What you have to do. In the comment thread on the ACT Government's cull, why does one commenter claim the government is "accountable to US"? Answer in one to three sentences.

Source passage.
□ □ □

And if the ‘genuine’ minority comments are not well-informed? Then the government would do well to listen, to compare with independent data and advice, then to dismiss the opposition with reasons. Guess what happened.

Since rebeccam1 seems not keen, perhaps you might explain to me the concepts of natural habitat in relation to harvestable pine plantation monocultures?

When I read your petition, I was quite disappointed in all of it. I had expected a better case.

If that is the case then why did the last two independent reviews (eg CSIRO) find that the cull was unnecessary? Oh btw, Putin says hello….

rebeccam1, I am always delighted by new and better information to evaluate. If you will show here the specific references on which you rely then I promise to read and consider them.

The ACT Government’s approach to the cull is bordering on dictatorial. I find this very disturbing.

Anyone who questions the need for the cull is ignored or stone walled. This has been the case for over ten years now.

Anyone who writes to the Government about the cull receives the same standard set of approved words that they trot out.

Government MLAs refuse to meet with anyone who wishes to discuss the cull, (other than one Labor MLA to date).

The ACT government doesn’t give the public the full picture of the cull and its impact. For example, they don’t disclose the numbers of joeys that are killed each year, or the cruel manner in which they are killed (bashed on the head etc).

We are taxpayers who are paying their salaries, and for the cull program.

They are accountable to US.

“They are accountable to US.”

“US” is more than 853 petitioners on a Canberra-wide well-studied and argued issue so, yes, they are taking appropriate account.

The government is accountable to ALL tax payers, therefore their actions and decisions should be open and transparent.

That they are accountable to all voters was very much my point. You are part of a small minority and still they have taken the trouble to respond to you, accounting for their decisions. Worthy of applause, don’t you think? Oh, no, you don’t.

□ □ □

Information supplied.
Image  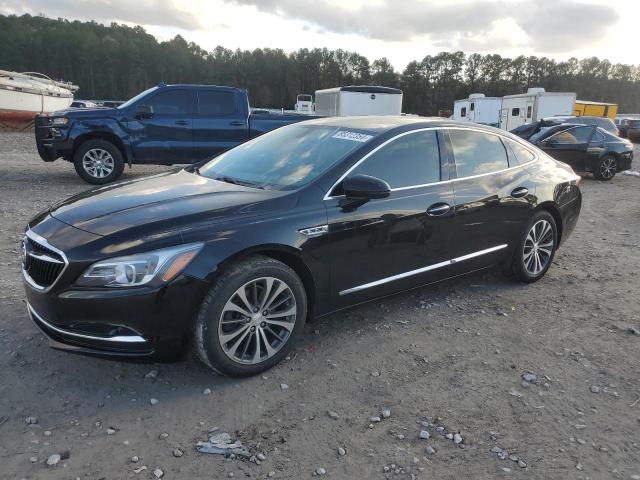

□ □ □

Final result. The commenter says they and others are taxpayers who pay the government's salaries and pay for the cull program.